## Stated task
Reproduce the passage on the history of third-party logistics word for word, from "Wave 2: Globalization" up to and including "optimization and visibility.".

## Reading passage
# # # #

Third-party logistics (3PL) providers and their customers have yet another huge wave of industry innovation and growth to ride. The first wave in the modern era of 3PLs in the US began in the 1980s with trucking deregulation, business process outsourcing, and the beginnings of what is now known as supply chain management. Today, successful 3PLs are adapting their business models, capabilities, and services to catch another wave now gaining momentum, arguably the most powerful yet and energized by technology innovations.

In this Brief, we reflect on the history of the 3PL industry in the US and outline our view on the innovations likely to power 3PLs forward and to enhance the value they create for customers worldwide. Throughout, we cite examples and suggest actions 3PLs might take to help their companies and customers catch and stay on top of 3PL 3.0.

Three waves of third-party logistics

The term Third-Party Logistics first came into usage in the 1970s in reference to the emergence of intermodal marketing companies which served as third parties linking shippers and rail carriers[1].

Wave 1: Outsourcing

With this start, the first 3PL innovation wave (Figure 1) gained momentum starting in the 1980s and accelerated with the business opportunities presented by interstate trucking deregulation (enacted in 1980), the impact of Michael Porter’s rethinking of the basis of competitive advantage[2], and the adoption of a focus on core competencies, outsource non-core business functions message espoused by influential management gurus such as Peter Drucker[3] and others in the 1990s.

At the same time, the discipline referred to as physical distribution grew in size, scope and sophistication. In 1985 the premier professional organization in the field was renamed the Council of Logistics Management (CLM); it became the Council of Supply Chain Management Professionals (CSCMP) in 2005. Third-party logistics providers such as Exel (now DHL) grew rapidly, both organically and through acquisition, leveraging innovations in logistics and riding the overall business process outsourcing wave.

Figure 1. 3PL innovation waves

3PL Innovation Waves, 1990s - now

Source: New Harbor Consultants

Wave 2: Globalization

The globalization of the supply chain and offshoring of US manufacturing to Asia (especially to China) ramped up in the 1990s and accelerated into the 2000s after China joined the World Trade Organization (WTO) in 2001 (Figure 2).[4]

Figure 2. US Imports from China, 1980 to 2017

Imports from China, US$ Billions, 1980-2017

Source: International Monetary Fund, http://data.imf.org/

3PLs responded by offering enhanced solutions addressing new shipper challenges as suppliers and manufacturing moved to Asia: enhanced international end-to-end multimodal transportation solutions, integrated customs compliance and trade consulting services, purchase order management, and IT tools and control towers for global network optimization and visibility.

# # # #

## Information provided
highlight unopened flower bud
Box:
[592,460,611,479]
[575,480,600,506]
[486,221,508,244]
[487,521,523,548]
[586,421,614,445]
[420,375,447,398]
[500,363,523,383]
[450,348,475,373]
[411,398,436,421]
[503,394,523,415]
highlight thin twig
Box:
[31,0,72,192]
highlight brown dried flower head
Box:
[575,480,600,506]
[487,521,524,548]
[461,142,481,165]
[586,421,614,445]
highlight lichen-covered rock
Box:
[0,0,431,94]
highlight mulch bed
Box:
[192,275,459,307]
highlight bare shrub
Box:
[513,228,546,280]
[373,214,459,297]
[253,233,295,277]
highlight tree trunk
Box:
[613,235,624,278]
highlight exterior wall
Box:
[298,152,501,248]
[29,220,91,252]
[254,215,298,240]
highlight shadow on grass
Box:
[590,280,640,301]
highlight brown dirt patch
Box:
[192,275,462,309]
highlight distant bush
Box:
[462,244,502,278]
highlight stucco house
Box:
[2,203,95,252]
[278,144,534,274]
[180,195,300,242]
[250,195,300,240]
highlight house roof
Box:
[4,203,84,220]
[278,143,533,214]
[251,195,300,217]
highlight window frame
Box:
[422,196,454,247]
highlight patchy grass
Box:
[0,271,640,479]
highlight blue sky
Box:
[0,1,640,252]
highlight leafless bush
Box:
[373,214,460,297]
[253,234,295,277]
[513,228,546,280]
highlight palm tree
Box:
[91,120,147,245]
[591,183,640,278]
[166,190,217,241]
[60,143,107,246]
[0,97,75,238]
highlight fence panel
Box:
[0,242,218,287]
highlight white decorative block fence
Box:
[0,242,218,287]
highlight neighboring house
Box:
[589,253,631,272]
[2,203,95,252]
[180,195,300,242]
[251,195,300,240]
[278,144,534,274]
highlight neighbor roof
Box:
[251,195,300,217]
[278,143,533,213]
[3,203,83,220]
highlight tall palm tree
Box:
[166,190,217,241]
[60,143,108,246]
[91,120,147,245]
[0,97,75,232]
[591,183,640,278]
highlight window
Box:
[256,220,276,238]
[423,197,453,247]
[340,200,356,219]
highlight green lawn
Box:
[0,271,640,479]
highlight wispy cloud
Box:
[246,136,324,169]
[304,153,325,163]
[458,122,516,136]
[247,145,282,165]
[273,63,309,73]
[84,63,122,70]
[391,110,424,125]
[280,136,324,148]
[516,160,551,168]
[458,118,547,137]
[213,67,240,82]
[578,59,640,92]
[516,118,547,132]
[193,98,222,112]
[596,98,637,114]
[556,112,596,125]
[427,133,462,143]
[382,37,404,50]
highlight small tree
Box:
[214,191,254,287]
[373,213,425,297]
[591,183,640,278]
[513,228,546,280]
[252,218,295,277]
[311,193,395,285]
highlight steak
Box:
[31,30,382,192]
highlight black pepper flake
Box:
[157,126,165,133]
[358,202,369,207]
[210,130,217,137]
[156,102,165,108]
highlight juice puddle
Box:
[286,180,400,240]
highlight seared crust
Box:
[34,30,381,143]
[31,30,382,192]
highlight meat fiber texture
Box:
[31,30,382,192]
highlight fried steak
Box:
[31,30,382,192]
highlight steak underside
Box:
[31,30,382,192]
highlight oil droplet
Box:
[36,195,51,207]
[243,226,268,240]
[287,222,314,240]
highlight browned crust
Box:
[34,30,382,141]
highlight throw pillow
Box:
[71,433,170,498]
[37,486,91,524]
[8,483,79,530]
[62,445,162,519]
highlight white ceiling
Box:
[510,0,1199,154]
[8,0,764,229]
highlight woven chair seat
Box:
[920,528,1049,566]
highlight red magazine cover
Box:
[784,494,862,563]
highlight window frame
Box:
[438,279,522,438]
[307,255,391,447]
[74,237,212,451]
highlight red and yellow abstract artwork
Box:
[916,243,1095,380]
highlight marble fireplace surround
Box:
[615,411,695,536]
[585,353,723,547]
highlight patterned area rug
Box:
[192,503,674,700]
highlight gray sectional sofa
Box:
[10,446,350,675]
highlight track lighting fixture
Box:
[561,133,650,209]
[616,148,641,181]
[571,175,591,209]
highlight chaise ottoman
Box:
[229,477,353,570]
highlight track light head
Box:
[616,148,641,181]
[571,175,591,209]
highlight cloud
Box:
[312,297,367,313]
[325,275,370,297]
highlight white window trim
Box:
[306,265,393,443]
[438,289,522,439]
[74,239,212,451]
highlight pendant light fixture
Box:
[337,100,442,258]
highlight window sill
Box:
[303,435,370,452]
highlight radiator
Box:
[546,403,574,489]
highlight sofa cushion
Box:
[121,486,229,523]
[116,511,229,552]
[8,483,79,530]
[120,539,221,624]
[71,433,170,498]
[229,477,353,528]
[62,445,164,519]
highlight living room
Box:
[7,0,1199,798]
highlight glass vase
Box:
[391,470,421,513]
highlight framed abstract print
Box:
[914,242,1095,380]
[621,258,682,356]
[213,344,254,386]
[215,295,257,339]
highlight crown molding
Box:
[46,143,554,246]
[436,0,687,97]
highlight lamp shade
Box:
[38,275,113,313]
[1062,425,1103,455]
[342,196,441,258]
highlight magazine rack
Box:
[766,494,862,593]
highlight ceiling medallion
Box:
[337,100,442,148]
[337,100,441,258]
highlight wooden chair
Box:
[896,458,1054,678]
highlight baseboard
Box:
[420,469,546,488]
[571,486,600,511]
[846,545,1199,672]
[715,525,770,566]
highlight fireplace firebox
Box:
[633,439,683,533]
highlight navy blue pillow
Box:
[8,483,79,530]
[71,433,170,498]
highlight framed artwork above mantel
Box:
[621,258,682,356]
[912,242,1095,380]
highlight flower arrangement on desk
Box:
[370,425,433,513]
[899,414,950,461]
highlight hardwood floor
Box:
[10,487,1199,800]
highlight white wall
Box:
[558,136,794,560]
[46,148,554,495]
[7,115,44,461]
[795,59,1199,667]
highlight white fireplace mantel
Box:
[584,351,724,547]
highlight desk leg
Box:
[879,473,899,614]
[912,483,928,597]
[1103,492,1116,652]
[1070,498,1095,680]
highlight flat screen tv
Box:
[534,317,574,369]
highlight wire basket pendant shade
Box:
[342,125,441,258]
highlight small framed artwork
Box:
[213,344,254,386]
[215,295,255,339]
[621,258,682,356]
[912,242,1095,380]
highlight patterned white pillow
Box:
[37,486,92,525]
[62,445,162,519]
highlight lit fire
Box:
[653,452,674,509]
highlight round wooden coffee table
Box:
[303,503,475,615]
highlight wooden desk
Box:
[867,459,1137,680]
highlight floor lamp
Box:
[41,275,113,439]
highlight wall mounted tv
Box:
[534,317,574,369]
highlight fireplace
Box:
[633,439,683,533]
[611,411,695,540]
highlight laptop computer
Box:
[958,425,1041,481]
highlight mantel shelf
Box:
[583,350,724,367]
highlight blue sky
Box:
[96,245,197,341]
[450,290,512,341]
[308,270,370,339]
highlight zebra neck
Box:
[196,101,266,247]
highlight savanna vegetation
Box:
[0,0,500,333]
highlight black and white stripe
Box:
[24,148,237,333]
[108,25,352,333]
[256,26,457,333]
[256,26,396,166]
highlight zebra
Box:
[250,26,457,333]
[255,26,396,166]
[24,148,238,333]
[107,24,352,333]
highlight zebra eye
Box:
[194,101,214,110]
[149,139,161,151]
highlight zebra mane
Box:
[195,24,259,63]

# # # #

## Exercise response
Wave 2: Globalization

The globalization of the supply chain and offshoring of US manufacturing to Asia (especially to China) ramped up in the 1990s and accelerated into the 2000s after China joined the World Trade Organization (WTO) in 2001 (Figure 2).[4]

Figure 2. US Imports from China, 1980 to 2017

Imports from China, US$ Billions, 1980-2017

Source: International Monetary Fund, http://data.imf.org/

3PLs responded by offering enhanced solutions addressing new shipper challenges as suppliers and manufacturing moved to Asia: enhanced international end-to-end multimodal transportation solutions, integrated customs compliance and trade consulting services, purchase order management, and IT tools and control towers for global network optimization and visibility.